(Spatial localization data)
··········

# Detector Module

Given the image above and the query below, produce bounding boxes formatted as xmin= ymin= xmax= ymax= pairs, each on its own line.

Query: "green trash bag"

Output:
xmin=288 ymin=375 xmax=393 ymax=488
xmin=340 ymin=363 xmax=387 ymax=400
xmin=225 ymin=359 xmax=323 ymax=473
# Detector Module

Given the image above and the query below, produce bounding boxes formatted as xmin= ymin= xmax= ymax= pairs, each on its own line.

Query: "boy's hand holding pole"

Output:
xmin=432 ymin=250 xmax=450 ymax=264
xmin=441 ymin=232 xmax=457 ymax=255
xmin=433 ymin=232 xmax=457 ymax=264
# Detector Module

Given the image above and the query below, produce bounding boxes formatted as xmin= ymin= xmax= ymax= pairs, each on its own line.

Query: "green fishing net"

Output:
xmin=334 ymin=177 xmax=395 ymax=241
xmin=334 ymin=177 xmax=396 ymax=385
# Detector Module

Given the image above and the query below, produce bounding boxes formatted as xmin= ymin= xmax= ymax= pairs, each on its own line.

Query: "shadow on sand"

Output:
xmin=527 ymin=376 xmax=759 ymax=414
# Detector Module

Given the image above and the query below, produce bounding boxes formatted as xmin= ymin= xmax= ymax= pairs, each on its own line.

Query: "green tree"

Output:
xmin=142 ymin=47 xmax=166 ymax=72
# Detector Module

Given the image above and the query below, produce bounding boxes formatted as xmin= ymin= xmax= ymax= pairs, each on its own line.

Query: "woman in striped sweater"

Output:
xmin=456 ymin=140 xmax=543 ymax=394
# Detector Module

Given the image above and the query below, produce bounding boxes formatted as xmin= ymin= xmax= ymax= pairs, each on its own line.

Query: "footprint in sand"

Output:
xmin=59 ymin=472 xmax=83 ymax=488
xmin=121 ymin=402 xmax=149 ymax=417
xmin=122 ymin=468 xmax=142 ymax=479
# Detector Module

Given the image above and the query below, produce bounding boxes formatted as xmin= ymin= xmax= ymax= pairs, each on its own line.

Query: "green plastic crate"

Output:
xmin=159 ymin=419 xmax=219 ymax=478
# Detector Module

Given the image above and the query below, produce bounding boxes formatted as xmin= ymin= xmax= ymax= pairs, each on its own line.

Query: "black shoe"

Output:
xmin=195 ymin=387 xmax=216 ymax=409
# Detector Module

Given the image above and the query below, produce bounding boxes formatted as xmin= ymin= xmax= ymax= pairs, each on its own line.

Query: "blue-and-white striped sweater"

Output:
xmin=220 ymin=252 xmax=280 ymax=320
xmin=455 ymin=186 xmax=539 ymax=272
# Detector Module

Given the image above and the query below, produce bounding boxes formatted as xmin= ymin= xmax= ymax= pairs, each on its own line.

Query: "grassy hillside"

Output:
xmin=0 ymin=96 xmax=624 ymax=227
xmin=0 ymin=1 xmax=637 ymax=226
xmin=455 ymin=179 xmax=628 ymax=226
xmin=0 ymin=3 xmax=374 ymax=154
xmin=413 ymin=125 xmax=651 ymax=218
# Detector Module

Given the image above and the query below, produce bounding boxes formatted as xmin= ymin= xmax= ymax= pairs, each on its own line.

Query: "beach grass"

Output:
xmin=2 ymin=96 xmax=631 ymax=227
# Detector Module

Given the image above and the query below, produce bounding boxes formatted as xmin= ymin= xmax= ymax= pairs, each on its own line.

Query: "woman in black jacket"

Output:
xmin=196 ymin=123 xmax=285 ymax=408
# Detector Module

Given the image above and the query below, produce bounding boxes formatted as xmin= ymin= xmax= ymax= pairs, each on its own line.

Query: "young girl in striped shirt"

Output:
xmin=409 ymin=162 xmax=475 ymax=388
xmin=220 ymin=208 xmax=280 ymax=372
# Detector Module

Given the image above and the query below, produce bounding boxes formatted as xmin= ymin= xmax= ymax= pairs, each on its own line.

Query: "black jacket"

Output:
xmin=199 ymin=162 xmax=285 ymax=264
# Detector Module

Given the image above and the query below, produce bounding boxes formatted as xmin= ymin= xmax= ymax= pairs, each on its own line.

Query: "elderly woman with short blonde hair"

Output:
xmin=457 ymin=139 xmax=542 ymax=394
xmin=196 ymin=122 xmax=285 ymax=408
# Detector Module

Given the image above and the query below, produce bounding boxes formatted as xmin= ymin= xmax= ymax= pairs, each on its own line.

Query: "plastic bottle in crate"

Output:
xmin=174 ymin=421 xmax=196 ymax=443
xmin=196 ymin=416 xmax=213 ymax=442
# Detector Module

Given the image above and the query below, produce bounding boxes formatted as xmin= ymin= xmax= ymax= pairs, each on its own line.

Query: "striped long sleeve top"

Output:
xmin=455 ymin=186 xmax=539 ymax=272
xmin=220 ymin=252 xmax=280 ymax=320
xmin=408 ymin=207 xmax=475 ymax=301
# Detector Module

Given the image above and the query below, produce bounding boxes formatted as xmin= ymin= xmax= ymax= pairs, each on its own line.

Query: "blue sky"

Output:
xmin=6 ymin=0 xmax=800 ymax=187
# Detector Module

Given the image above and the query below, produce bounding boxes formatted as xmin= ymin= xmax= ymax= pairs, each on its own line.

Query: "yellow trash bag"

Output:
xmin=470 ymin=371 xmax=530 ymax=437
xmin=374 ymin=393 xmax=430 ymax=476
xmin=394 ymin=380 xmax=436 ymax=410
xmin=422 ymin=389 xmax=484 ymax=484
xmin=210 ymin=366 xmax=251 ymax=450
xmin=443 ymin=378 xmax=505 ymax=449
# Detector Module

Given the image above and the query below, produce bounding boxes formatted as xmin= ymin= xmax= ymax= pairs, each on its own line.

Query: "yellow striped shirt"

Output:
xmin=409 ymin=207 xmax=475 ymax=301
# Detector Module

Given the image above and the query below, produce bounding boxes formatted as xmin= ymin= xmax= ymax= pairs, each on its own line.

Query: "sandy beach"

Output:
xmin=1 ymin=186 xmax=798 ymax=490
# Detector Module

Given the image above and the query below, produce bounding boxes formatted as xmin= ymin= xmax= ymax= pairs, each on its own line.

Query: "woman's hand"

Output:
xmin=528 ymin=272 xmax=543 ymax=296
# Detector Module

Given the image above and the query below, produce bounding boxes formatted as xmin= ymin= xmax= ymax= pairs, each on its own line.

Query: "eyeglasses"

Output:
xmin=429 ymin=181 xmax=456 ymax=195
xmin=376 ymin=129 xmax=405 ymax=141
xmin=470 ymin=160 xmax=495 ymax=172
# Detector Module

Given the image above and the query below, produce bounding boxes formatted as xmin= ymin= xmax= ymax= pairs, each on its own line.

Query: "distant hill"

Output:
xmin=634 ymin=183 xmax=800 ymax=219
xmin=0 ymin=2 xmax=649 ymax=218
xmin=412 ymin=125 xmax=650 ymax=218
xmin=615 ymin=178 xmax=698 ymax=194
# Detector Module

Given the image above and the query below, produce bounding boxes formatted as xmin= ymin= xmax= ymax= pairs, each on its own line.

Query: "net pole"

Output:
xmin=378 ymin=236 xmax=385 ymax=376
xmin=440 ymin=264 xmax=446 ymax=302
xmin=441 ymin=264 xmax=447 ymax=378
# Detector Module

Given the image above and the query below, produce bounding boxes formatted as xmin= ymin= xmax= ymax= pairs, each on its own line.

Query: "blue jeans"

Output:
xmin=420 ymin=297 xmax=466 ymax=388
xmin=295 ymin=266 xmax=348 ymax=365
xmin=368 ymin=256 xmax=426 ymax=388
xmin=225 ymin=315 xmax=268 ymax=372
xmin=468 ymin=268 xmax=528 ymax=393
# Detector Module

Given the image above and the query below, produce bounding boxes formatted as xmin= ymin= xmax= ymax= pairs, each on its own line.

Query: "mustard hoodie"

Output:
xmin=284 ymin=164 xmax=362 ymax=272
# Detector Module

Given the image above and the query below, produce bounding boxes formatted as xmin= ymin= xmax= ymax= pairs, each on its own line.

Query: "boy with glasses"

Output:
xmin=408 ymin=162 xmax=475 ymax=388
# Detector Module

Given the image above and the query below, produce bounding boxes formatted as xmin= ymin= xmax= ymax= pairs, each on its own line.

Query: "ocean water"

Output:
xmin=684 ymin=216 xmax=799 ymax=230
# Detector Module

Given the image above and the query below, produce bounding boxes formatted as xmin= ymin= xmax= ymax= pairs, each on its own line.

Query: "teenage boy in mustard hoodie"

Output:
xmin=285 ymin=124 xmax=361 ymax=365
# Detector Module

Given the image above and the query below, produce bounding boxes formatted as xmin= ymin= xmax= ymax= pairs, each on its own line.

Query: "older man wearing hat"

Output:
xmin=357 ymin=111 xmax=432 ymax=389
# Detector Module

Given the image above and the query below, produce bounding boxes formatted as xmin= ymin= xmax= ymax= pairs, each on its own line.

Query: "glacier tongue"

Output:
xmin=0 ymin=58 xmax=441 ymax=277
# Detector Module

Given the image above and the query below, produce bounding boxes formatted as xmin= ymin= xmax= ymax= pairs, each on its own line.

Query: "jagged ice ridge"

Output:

··········

• [WHAT THE TASK REQUIRES]: For each line in the data that contains the string "mustard", give a copy of that line.

• [OUTPUT FOR THIS EXERCISE]:
Query: "mustard hoodie"
Query: "teenage boy in mustard hoodie"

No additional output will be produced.